WHAT THE TASK ASKS:
Your response should give back each record exactly, word for word.

*** Opening of SUPPLIED DATA ***

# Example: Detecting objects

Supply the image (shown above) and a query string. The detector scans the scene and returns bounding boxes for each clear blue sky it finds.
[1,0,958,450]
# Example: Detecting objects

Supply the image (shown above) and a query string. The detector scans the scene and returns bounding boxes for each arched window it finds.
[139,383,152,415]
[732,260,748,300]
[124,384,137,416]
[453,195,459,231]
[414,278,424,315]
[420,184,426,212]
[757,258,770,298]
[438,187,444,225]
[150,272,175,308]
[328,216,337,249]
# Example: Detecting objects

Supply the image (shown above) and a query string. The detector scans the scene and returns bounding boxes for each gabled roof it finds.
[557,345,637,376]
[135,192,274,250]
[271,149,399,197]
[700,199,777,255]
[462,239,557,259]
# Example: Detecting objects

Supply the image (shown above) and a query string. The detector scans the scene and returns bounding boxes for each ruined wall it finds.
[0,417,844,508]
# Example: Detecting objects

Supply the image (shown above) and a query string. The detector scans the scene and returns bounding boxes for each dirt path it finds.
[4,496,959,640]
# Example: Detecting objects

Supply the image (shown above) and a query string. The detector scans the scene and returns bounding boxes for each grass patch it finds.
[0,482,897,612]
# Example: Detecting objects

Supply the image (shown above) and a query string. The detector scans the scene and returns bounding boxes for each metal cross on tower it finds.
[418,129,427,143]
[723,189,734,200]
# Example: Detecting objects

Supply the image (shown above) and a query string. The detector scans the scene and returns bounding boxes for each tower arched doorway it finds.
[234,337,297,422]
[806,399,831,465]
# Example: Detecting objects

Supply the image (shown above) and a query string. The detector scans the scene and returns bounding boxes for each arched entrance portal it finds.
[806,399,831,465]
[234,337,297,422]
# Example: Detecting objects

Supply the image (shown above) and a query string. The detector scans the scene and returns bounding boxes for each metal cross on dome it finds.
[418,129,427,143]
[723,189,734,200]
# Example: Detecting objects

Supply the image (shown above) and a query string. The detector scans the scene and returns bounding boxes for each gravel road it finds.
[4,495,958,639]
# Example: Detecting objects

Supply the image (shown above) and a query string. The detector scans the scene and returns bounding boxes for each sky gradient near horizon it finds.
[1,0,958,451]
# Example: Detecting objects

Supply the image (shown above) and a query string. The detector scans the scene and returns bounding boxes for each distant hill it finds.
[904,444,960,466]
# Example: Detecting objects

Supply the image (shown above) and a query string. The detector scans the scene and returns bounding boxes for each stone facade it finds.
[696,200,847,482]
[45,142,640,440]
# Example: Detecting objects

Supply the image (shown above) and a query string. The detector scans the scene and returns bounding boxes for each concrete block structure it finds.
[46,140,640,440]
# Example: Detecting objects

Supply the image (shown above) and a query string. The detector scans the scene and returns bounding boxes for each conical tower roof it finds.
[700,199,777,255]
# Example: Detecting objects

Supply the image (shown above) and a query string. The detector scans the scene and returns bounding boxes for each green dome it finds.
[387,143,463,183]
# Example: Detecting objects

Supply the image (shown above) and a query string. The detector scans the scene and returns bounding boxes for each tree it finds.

*** Close of SUPPLIED DATA ***

THE COMPLETED TASK:
# Example: Detecting objects

Supply the image (shown above) and a query string. The detector scans the scene and returns bounding boxes for each clear blue sky it finds.
[1,0,958,450]
# Example: Detecting objects

Supply the image (shown above) and a query string. The detector scans the scene and returns bounding boxes for each arched window it finds.
[139,383,152,415]
[732,260,748,300]
[124,384,137,416]
[453,195,459,231]
[414,278,424,315]
[420,184,426,212]
[757,258,770,298]
[438,187,444,225]
[150,272,175,308]
[328,216,337,249]
# Example: Detecting objects

Supply the image (shown above) and a query string. The detector scans the scene and returns bounding boxes for each gabled roof it finds.
[557,345,637,376]
[135,192,274,250]
[271,149,399,197]
[700,199,777,255]
[462,239,557,259]
# Example: Detecting objects

Supply the image (shown above) and a query string. The detector scans the scene and returns bounding boxes for each ruined wall it finds.
[0,417,844,508]
# Example: Detecting objects

Supply the image (shown above) and a query string. The detector scans the scene and returns bounding boxes for each dirt path it finds.
[4,496,959,640]
# Example: Detecting objects

Supply the image (shown above) and a query string. The detector scans the scene and returns bounding boxes for each grass patch it finds.
[0,482,897,612]
# Example: Detecting objects

Supply the image (shown above) and a query string. The detector scans the scene and returns bounding boxes for each metal cross on tower it finds.
[418,129,427,143]
[723,189,734,200]
# Example: Detecting objects

Supply the image (shown above) and a query string. The detector scans the scene and returns bounding boxes for each tower arched doorway it finds.
[234,337,297,422]
[806,399,831,465]
# Example: Detecting objects

Supply the image (shown above) and a query string. The detector scans the scene and returns bounding boxes for each arched entrance portal it finds.
[806,399,831,465]
[234,337,297,422]
# Example: Detecting objects

Supply the image (shown above) and a query string. The detector scans the scene and returns bounding boxes for each metal cross on dome it finds.
[418,129,427,143]
[723,189,734,200]
# Example: Detecting objects

Supply the image (shown above) and a query string. The detector scans the scene and returns bounding boxes for each gravel road it finds.
[4,495,958,639]
# Example: Detecting objects

Supply the image (shown above) and a query string. The detector scans the scene and returns bounding boxes for each sky gradient near horizon it finds.
[1,0,958,451]
# Example: Detecting objects

Supply the image (shown above) and a query string. The detector scans the scene and returns bounding boxes for each distant hill it finds.
[904,444,960,466]
# Example: Detecting objects

Supply the image (shown above) and a query string. The detector scans the scene and returns bounding boxes for each stone facade it finds.
[696,200,847,482]
[45,142,640,440]
# Example: Detecting objects

Supply the image (shown above) and a query string. The detector scans the scene and returns bounding boxes for each concrete block structure it finds.
[46,140,640,440]
# Example: Detecting objects

Supply the image (shown above) and a query string. The detector scans the scene and returns bounding boxes for each conical tower roof it finds.
[700,199,777,255]
# Example: Detecting objects

Supply the image (shown above) and a query string. The detector scans the scene and returns bounding boxes for each green dome it finds.
[387,143,463,183]
# Example: Detecting objects

Supply the image (shown above) and a query string. The detector scans the scene and returns bounding boxes for each tree it finds.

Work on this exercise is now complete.